╭─ EXCERPT

# The best of...



## Manitoba (Jun 25, 2014)

We all have our favourites.They can be local delicacies or things you miss from home but have found great ones here. 

This thread is a place to let others know what you think is the best of class that you have found here.

For me, I like a good north american style burger. All the fast food places sell machine made patties on tasteless buns so I went searching for a home style one. The best I've found so far is Rockfeller's in Greenbelt 3. They have a great BBQ burger and some of the best cole slaw I've tasted.

Pretty good local beer too. I like their dark or the banana beers 

Foods, service, views, experiences, what are your favourites here?


----------



## expatuk2016 (Mar 20, 2016)

I like the US burgers from S&R very big and tasty. Also the coffee granules from Bentonvile.
1 thing i miss is Cider ! Not cider vineger but brewed apple cider such as Strongbow and Magners, but both sold out here ! I prefer cans as they are 500ml bottles 300ml. But as of now SMig apple beer is a good replacement.
I like the Jollibee champ and in south supermarket there is a max burger franchise yummy !


----------



## JRB__NW (Apr 8, 2015)

Well I'm a bit of an ethnic foodie and high quality is hard to find in Cebu, even in the big malls. None of these are cheap in Filipino terms (1000-1200p lunch for two, w/o alcohol), but they are really good quality and service (attentive, food comes in proper sequence) and I enjoy each of them at least once a month in order to keep my sanity. Note that my filipina can eat with the kid for a lot less in any of them by sharing, haha.

JRB's short list of outstanding restaurants in Cebu:
Mediterranean/European - Anzani (simply amazing quality, world class)
Greek/Mediterranean - Cyma Greek Taverna (very authentic and excellent quality)
Mexican - Maya (Excellent quality Mexican food, generous portions, dinner only)
Vietnamese - Phat Pho (Excellent. Go to the main one in Crossroads Mall)
Japanese - Azabu (very good, they recently moved, so I haven't been in a while)
German - BoRussia, (1 1/2 hours north of Cebu City in Sogod, excellent, and in a relaxing setting)
Bon Appetit!


----------



## expatuk2016 (Mar 20, 2016)

For anyone visiting Los Banos and the surrounding provinces.

╰─
╭─ INFORMATION SHOWN

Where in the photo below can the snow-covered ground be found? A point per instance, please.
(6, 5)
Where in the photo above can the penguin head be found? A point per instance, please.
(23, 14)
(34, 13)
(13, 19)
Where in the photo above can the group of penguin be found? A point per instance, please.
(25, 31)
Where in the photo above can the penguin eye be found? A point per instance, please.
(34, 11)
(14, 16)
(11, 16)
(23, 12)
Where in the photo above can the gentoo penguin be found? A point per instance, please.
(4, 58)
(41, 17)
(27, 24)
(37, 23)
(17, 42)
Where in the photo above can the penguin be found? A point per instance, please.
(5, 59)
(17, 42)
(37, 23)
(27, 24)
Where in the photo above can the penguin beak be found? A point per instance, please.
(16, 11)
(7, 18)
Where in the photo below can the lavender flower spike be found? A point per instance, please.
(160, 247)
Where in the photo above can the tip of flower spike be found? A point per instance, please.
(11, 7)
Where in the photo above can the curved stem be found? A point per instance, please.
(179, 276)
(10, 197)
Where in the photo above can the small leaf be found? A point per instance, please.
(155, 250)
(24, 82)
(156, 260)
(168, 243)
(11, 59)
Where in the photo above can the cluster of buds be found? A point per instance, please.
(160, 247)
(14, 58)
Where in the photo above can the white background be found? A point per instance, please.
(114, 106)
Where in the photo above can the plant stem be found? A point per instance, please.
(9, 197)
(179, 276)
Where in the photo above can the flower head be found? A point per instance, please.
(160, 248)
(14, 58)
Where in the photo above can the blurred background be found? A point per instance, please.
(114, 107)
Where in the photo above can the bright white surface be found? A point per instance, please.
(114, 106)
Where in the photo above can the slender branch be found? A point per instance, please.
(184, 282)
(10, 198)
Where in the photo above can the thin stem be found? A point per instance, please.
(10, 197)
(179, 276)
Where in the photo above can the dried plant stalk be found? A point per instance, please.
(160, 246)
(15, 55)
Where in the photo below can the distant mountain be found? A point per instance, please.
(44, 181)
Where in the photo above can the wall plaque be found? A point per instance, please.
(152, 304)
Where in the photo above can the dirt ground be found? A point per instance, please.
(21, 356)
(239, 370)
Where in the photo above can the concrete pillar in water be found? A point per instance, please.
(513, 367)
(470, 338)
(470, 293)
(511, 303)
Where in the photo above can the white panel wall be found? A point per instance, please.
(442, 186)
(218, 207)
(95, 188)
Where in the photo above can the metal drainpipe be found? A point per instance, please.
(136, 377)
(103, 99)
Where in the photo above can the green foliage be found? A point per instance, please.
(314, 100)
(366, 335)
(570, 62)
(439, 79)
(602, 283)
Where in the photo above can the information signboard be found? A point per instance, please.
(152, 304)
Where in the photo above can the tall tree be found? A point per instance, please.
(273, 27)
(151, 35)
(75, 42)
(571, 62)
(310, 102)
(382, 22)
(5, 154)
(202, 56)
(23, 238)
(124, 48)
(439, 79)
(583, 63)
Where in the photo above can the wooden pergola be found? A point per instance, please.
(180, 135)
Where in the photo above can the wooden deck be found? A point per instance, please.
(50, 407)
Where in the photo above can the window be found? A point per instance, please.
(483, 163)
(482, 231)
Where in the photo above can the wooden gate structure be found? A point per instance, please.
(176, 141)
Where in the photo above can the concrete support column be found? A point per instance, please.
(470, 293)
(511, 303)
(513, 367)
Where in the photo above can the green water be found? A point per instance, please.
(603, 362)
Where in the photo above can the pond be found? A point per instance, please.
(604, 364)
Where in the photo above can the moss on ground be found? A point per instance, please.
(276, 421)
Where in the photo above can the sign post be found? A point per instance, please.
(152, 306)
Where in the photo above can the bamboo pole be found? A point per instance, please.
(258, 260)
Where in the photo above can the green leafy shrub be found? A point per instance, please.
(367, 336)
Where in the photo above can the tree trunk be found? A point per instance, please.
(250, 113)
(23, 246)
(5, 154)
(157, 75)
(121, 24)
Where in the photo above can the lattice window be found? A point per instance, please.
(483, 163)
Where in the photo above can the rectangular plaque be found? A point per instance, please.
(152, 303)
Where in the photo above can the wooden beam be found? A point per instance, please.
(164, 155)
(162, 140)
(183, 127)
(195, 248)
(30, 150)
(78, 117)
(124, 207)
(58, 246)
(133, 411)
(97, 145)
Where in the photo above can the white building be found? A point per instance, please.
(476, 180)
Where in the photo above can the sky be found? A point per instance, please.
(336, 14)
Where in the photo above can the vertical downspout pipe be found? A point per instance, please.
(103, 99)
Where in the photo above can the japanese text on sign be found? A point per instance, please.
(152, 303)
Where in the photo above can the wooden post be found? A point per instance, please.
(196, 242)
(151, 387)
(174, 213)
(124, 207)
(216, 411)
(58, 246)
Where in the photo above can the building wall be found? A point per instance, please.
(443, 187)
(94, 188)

╰─

• PROBLEMS TO SOLVE:
A – Count the lines of the records above that contain the string "wall", treating case as significant. Reply with the number alone.
B – Carry on the forum thread about favorite foods and places, starting right after its last sentence.

• THE RESULTS:
A – 3

B –
My foodie places for cheap meals with good service CELS restaurant just outside the Unie entrance .
Food is good and so are their shakes. Average price 200pesos for 3
ELLENS Fried Chicken Lopez avenue branch just a few yards from the crossing food always fresh.
And i love their fried chicken. Average price 150pesos inc pepsi for 3
Bit further afield is SULYAT Restaurant just before San Pablo best cooked cream dory i have had so far and the ambience is great ! Average price 1000 pesos for 4
For chinese food it has to be KING BEE in Nuvali ! Their fried rice YUMMY and i hate rice !
Average price 1200pesos for 4
We order 12 pieces of cordon bleu from a caterer on the national highway for 1000 pesos always freshly cooked 
And still warm when we collect it the next day.
I never eat at roadside stands as the little woman wont let me &#55358;&#56611;


----------



## Manitoba (Jun 25, 2014)

expatuk2016 said:


> ....
> 1 thing i miss is Cider ! Not cider vineger but brewed apple cider such as Strongbow and Magners, but both sold out here ! I prefer cans as they are 500ml bottles 300ml. But as of now SMig apple beer is a good replacement.
> ....


Ever think of trying Mr Beer kits and making your own? It is not at all difficult or time consuming but might be a little pricey if you have to order from Amazon in the US.

I have found that it is worth it to spend a little extra for something from home that you really miss to make life in a different culture better.


----------



## Papaikoutea (Mar 27, 2018)

In Cebu, I found that S&R was probably the only consistently decent food available, but a few months ago they cut the quality of the fried chicken, plus started filling the clam chowder bowls to 70% (or less). After trying dozens of restaurants in the past 20 years, I'd say that home cooking is the only place to find food that's high quality with consistency. The difficult part is sourcing the items needed to produce decent food at home.


----------



## hogrider (May 25, 2010)

One thing I miss here is a good old fashioned crusty loaf of bread, baguette. All of the bread sold in supermarkets has far too much sugar in it and is not crusty.


----------



## Gary D (Oct 28, 2013)

hogrider said:


> One thing I miss here is a good old fashioned crusty loaf of bread, baguette. All of the bread sold in supermarkets has far too much sugar in it and is not crusty.


French Bakers do a nice french stick, no sugar and crusty.


----------



## Asian Spirit (Mar 1, 2010)

Gary D said:


> French Bakers do a nice french stick, no sugar and crusty.


Gary, is that the same as the one in SM City - Clark? I'll have to give it a try.


----------



## Gary D (Oct 28, 2013)

Asian Spirit said:


> Gary, is that the same as the one in SM City - Clark? I'll have to give it a try.


I assumed they are franchised to SM, we use the SM Pampanga when passing.


----------



## Asian Spirit (Mar 1, 2010)

Gary D said:


> I assumed they are franchised to SM, we use the SM Pampanga when passing.


Yea it must be. The only thing I have bought there is a few bags of bagels. Not the best ones in the world but passable if they are toasted and cream cheese added.


----------



## fmartin_gila (May 15, 2011)

As far as some local goodies ;

Ocean City eatery's have what they call Panden Chicken (good breast meat, flavored with some sauce & wrapped in banana leaf strips) which is very good. An order of that along with an order of Garlic Rice makes an excellent meal.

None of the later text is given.